● **Task requirements**
Copy the listing below word for word, starting at the line containing "Detect every stone" and continuing through the line containing "[0,0,439,299]", with both of those lines included.

======== Extracted information ========

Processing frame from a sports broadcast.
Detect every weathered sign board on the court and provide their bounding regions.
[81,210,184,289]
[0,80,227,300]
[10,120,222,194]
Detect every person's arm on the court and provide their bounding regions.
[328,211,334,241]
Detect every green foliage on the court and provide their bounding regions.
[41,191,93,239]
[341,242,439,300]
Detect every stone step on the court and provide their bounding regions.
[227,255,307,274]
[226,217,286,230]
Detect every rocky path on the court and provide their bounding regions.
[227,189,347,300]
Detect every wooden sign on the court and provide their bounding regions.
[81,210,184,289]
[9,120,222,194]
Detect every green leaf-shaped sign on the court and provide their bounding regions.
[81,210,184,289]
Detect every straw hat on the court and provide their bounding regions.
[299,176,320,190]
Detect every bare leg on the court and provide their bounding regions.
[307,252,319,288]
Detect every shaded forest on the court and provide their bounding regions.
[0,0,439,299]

========
======== Extracted information ========

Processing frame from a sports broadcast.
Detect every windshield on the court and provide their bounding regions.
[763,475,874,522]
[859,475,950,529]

========
======== Extracted information ========

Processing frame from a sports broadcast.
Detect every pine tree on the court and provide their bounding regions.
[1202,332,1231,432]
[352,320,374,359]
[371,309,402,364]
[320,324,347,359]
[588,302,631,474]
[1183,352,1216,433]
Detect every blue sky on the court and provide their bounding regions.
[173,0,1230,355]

========

● **Finished task**
Detect every stone step on the court and provide their bounding regions.
[227,255,307,274]
[226,217,286,230]
Detect every rocky path on the court and provide their bounding regions.
[227,189,347,300]
Detect every wooden sign on the court and provide their bounding regions.
[81,210,184,289]
[9,120,222,194]
Detect every green leaf-shaped sign on the court and provide their bounding regions.
[81,210,184,289]
Detect every straw hat on the court and provide their bounding regions.
[299,176,320,190]
Detect every bare leg on the court and provide their bounding regions.
[307,252,319,288]
Detect every shaded forest on the court and provide their bounding regions.
[0,0,439,299]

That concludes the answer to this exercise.